◆ ЗАДАНИЯ ◆
1. Перепишите из отрывка о разговоре сестер с Волошиным текст от «Она запишет в» до «аффекта? — спрашивает Ася.» включительно.
2. Что ели сестры во время разговора, судя по отрывку о разговоре сестер с Волошиным?
3. Продолжите отрывок о разговоре сестер с Волошиным, начав сразу после его последнего предложения.

◆ ИСХОДНЫЙ ОТРЫВОК ◆
::::::
Теплая ночь, низкие южные звезды…
С наслаждением поедая синий изюм и любимую фруктовую колбасу с орехами, сестры заводят со своим старшим другом модные в этом году разговоры о бренности, о безнадежности всего на свете, об ужасе старости, о смерти… Особенно увлечена этими мрачными темами Анастасия.
Она запишет в своем дневнике один из таких разговоров, честно ручаясь за дословную достоверность лишь собственных фраз. Подслушаем их разговор.
— Как ты думаешь, Макс, возможно ли самоубийство спокойное, без всякого аффекта? — спрашивает Ася.
— Конечно, возможно, — отвечает Волошин, — правда, в нем нет смысла. Ведь можно убить свое тело, но дух будет продолжать мучиться теми же муками — для духа смерти нет. Уничтожить свой дух, впрочем, можно — через зло, и тогда это будет уже уничтожение во всех мирах…
— А если я и не хочу никакой трубы архангела, никакого воскресения? И делаю то, что могу, то есть уничтожаю себя? Это просто мой бунт!
— Бунт, — успокоительно говорит мудрый Макс, — самое сыновнее чувство. Бунт идет из глубины веков, и непокорные вместе с Творцом творят мир. Бунт, Ася, может быть, ближе к Богу, чем вера…
— Макс, — снова пристает Ася, — а это нормально — так все переживать, как я переживаю?
— Но каждый человек, Ася, чем-нибудь да ненормален. А кроме того, нужное дело в мире только и делают люди не совсем нормальные…
Новый 1914 год они встретили все вместе — и эта встреча так прекрасно была описана позже Цветаевой, что не обойтись без цитирования.
::::::
◆ СОСТАВ НАБОРА ДАННЫХ ◆
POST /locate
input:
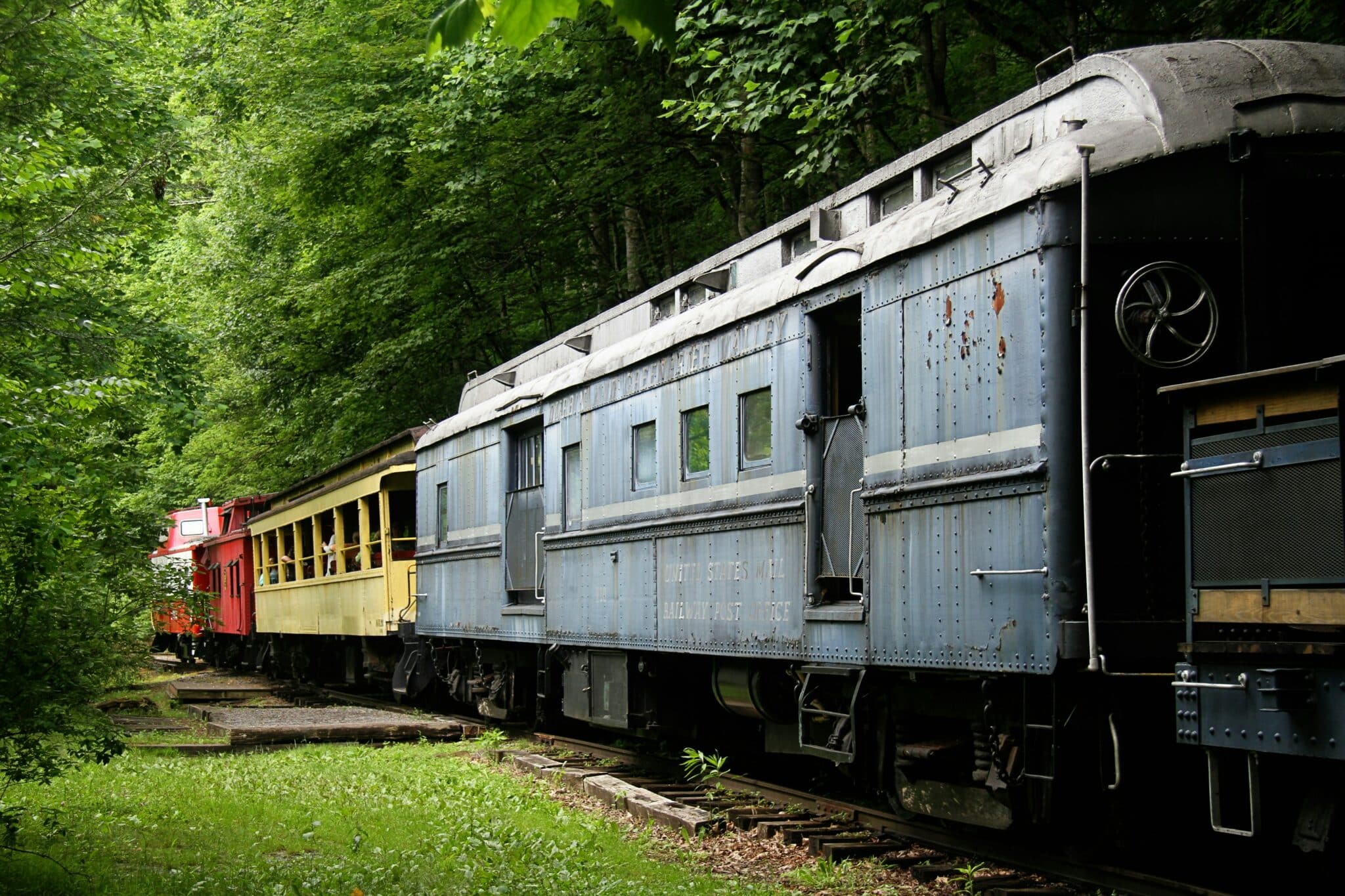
::::::
◆ ОТВЕТЫ К ЗАДАНИЯМ ◆
1.
Она запишет в своем дневнике один из таких разговоров, честно ручаясь за дословную достоверность лишь собственных фраз. Подслушаем их разговор.
— Как ты думаешь, Макс, возможно ли самоубийство спокойное, без всякого аффекта? — спрашивает Ася.

2. Синий изюм и фруктовую колбасу с орехами.

3.
День 31 декабря выдался ветреным и снежным, Сергей совсем недавно перенес операцию аппендицита — но ничто их не остановило! Если бы не возница Адам, вспоминала позже Цветаева, «знавший и возивший Макса еще в дни его безбородости и половинного веса», никто бы не поехал из Феодосии в Коктебель на лошадях в такую погоду. «Метель мела, забивала глаза и забивалась не только под кожаный фартук, но и под собственную нашу кожу, даже фартуком не ощущаемую. Норд-ост, ударив в грудь, вылетал между лопаток, ни тела, ни дороги, никакой достоверности не было: было поприще норд-оста. Нет, одна достоверность была: достоверная снеговая стена спины Адама, с появлявшейся временами черно-белой бородой: — Что, панычи, живы? <…>
Не вывалил норд-ост, не выдал Адам. Дом. Огонь. Макс.
— Сережа! Ася! Марина! Это — невозможно. Это — невероятно.
— Макс! А разве ты забыл:
Они приехали с массой провизии и подарками от феодосийских друзей Волошина. И так увлеклись пиршеством и разговорами, что чуть было не спалили дом. Из-за неисправности печки пол под ней начал тлеть, а когда схватились, оказалось, что уже сгорели балки, и только глиняный накат под ними задержал пламя.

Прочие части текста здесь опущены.